> **PASSAGE FOR REVIEW**
━━━

Rehabilitating “you can’t manage what you can’t measure”

There’s a management aphorism that goes “you can’t manage what you can’t measure”. It is … controversial. W. Edwards Deming, for example, famously derided it. But I think there are two ways to interpret this quote, and they have very different takeaways.

One way to read this is to treat the word measure as a synonym for quantify. When John Allspaw rails against aggregate metrics like mean time to resolve (MTTR), he is siding with Deming in criticizing the idea of relying solely on aggregate, quantitative metrics for gaining insight into your system.

But there’s another way to interpret this aphorism, and it depends on an alternate interpretation of the word measure. I think that observing any kind of signal is a type of measurement. For example, if you’re having a conversation with someone, and you notice something in their tone of voice or their facial expression, then you’re engaged in the process of measurement. It’s not quantitative, but it represents information you’ve collected that you didn’t have before.

By generalizing the concept of measurement, I would recast this aphorism as: what you aren’t aware of, you can’t take into account.

This may sound like a banal observation, but the subtext here is “… and there’s a lot you aren’t taking into account.” A lot of things that are happening in your organization, your system, are largely invisible. And those things, that work, is keeping things up and running.

The concept that there’s invisible work happening that’s creating your availability is at the heart of the learning from incidents in software movement. And it isn’t obvious, even though we all experience it directly.

This invisible work is valuable in the sense that it’s contributing to keeping your system healthy. But the fact that it’s invisible is dangerous because it can’t be taken into account when decisions are made that change the system. For example, I’ve seen technological changes that have made it more difficult for the incident management team to diagnose what’s happening in the system. The teams who introduced those changes were not aware of how the folks on the incident management team were doing diagnostic work.

In particular, one of the dangers of an action-item-oriented approach to incident reviews is that you may end up introducing a change to the system that disrupts this invisible work.

Take the time to learn about the work that’s happening that nobody else sees. Because if you don’t see it, you may end up breaking it.

━━━

Copy out everything in the essay on measurement from "One way to read" down to "into your system.". The items that follow have no connection to the essay on measurement.

━━━

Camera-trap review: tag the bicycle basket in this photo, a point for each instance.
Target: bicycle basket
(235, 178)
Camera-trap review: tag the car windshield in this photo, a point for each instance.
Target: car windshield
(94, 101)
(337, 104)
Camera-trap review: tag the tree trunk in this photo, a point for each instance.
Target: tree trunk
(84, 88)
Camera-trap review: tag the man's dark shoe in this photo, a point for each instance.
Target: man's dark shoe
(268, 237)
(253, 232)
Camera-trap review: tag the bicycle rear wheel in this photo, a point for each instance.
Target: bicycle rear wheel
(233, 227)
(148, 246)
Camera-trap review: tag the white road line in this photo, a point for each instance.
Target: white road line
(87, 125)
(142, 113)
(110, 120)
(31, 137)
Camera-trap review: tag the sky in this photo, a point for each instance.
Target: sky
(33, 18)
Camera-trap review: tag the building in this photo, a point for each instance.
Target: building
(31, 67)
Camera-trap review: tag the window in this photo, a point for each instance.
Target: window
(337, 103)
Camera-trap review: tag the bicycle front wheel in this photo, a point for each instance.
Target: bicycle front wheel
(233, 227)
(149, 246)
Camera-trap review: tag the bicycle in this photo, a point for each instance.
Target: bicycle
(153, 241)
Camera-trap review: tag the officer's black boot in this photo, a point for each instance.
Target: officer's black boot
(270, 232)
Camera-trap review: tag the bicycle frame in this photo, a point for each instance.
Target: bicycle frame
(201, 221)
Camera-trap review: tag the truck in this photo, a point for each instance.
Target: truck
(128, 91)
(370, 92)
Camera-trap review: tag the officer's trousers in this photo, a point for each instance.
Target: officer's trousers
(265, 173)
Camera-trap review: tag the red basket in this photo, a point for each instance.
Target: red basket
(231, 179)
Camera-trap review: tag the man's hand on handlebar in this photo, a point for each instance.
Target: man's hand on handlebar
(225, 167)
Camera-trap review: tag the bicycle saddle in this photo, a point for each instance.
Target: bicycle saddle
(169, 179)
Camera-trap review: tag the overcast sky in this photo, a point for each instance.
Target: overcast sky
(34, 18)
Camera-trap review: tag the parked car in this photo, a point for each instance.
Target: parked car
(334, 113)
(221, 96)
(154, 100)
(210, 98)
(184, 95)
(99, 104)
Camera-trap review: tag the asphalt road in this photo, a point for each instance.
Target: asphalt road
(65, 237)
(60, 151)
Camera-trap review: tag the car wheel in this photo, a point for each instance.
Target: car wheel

━━━

> **YOUR RESPONSE**
One way to read this is to treat the word measure as a synonym for quantify. When John Allspaw rails against aggregate metrics like mean time to resolve (MTTR), he is siding with Deming in criticizing the idea of relying solely on aggregate, quantitative metrics for gaining insight into your system.